---- MATERIAL TO PROCESS

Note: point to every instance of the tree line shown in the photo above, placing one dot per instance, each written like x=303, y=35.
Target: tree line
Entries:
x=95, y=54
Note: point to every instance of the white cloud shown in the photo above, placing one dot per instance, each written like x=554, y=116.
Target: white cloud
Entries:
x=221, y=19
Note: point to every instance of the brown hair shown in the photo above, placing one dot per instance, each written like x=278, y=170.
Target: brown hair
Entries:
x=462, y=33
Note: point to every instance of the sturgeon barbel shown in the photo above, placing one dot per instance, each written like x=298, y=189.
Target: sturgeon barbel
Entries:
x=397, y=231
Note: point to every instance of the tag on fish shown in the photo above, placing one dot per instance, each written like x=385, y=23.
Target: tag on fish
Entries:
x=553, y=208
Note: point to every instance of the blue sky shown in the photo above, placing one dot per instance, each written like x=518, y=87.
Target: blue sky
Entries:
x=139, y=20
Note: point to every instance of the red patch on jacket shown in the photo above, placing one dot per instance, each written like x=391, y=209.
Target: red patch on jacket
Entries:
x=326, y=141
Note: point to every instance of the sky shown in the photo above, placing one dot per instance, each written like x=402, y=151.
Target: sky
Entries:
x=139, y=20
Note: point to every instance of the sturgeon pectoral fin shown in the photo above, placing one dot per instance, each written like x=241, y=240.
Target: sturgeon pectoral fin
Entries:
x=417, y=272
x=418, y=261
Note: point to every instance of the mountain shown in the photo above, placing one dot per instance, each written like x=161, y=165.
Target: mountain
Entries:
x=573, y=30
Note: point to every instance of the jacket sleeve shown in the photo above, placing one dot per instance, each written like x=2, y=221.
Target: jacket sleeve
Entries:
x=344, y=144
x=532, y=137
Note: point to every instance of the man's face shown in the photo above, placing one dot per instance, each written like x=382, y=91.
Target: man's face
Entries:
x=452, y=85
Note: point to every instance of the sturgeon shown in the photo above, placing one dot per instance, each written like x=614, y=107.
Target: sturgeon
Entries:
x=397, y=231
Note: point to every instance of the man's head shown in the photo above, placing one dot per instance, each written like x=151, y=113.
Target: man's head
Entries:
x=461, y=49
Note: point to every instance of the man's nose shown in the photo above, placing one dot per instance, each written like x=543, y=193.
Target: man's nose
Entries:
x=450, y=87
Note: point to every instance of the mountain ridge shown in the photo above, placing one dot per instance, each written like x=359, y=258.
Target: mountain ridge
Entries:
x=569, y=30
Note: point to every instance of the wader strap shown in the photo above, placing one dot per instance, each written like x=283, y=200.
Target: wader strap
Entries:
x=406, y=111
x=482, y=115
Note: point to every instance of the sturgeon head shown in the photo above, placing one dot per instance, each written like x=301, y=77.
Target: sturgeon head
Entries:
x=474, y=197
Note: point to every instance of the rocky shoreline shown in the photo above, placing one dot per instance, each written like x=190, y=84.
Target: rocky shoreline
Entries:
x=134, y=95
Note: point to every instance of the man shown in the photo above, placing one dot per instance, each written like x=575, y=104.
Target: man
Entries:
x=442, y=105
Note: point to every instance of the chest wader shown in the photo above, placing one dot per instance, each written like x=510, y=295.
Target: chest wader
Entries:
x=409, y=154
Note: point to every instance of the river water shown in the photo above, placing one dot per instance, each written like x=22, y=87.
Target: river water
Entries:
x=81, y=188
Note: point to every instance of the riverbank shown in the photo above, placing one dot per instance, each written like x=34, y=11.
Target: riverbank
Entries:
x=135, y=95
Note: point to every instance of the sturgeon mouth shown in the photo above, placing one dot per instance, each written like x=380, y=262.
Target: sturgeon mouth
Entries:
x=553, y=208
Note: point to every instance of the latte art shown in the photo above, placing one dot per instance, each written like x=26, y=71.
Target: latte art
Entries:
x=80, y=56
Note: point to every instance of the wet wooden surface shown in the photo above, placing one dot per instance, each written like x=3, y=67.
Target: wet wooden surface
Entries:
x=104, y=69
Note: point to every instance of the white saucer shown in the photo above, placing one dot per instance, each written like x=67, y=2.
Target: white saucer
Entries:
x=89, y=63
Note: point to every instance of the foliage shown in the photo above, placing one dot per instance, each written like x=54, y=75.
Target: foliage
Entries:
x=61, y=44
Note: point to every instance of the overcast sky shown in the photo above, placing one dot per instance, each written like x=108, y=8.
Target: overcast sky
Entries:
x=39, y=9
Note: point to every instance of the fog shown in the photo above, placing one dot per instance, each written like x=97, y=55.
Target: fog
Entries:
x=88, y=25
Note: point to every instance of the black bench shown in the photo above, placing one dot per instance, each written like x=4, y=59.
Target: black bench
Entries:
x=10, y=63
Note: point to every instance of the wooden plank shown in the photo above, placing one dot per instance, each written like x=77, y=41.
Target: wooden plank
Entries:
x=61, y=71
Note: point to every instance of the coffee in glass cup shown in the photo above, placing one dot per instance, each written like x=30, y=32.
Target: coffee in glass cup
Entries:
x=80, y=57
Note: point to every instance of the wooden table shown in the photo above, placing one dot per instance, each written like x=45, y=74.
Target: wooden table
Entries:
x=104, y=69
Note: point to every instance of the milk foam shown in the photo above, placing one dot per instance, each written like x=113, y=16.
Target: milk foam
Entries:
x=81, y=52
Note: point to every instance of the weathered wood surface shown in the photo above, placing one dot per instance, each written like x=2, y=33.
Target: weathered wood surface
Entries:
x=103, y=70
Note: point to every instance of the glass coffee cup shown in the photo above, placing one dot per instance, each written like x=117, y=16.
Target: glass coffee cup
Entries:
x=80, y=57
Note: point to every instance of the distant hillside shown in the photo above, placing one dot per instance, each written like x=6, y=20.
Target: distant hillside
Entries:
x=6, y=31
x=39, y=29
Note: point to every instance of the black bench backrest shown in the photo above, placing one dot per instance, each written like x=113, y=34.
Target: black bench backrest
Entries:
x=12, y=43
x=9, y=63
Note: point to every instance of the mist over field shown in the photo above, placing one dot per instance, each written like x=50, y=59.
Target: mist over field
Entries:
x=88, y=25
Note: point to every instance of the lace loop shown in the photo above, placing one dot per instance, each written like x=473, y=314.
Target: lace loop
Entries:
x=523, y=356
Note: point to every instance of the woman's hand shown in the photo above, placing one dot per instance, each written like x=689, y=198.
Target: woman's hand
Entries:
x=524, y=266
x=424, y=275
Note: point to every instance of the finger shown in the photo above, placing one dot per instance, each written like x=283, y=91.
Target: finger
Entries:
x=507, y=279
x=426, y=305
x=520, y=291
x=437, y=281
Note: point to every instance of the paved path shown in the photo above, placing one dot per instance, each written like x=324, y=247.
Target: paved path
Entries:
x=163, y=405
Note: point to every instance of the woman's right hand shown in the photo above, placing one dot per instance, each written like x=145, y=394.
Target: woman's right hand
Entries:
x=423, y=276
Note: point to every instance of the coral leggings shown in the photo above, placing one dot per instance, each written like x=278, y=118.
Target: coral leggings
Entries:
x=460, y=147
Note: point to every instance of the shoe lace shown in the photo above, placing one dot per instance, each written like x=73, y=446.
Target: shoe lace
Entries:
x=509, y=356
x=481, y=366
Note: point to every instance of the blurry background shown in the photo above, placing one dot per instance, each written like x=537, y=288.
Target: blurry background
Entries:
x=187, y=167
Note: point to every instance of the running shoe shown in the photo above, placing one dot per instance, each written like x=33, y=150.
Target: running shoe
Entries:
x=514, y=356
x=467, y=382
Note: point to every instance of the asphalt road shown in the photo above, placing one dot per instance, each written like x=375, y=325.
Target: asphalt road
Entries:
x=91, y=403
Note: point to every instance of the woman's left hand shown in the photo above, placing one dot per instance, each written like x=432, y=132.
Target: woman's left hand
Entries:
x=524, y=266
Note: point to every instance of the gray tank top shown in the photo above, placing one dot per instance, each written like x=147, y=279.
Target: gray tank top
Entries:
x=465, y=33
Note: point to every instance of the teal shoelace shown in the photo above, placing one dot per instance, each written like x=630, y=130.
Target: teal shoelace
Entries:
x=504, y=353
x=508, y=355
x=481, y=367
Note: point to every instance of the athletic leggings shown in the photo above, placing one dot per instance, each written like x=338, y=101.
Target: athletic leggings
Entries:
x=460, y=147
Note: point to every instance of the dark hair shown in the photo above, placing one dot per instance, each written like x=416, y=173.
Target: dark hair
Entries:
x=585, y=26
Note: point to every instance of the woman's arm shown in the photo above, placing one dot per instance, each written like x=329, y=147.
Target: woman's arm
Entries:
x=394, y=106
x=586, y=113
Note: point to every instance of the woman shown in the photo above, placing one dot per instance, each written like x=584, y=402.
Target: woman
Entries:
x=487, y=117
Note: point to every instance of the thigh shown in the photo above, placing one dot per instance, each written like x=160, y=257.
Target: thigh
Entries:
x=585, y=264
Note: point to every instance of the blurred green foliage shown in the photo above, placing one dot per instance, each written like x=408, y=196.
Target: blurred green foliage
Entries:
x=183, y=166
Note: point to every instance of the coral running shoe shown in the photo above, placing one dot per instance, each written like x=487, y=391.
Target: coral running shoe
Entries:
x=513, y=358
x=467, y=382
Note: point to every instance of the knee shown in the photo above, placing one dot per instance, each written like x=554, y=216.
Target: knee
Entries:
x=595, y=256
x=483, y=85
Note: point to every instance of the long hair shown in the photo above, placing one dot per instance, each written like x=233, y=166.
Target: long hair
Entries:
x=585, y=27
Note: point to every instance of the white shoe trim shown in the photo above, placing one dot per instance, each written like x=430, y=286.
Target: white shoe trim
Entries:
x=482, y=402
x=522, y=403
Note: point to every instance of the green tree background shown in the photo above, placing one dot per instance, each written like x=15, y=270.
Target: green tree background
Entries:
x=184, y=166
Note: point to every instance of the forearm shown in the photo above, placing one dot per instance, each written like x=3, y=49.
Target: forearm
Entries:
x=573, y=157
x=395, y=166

--------

- [WORK REQUIRED]
Search the entries for the word "trim" and copy every line that has it.

- [SOLUTION]
Note: point to every instance of the white shoe trim shown in the photo above, placing one dot per instance, each written like x=430, y=286.
Target: white shoe trim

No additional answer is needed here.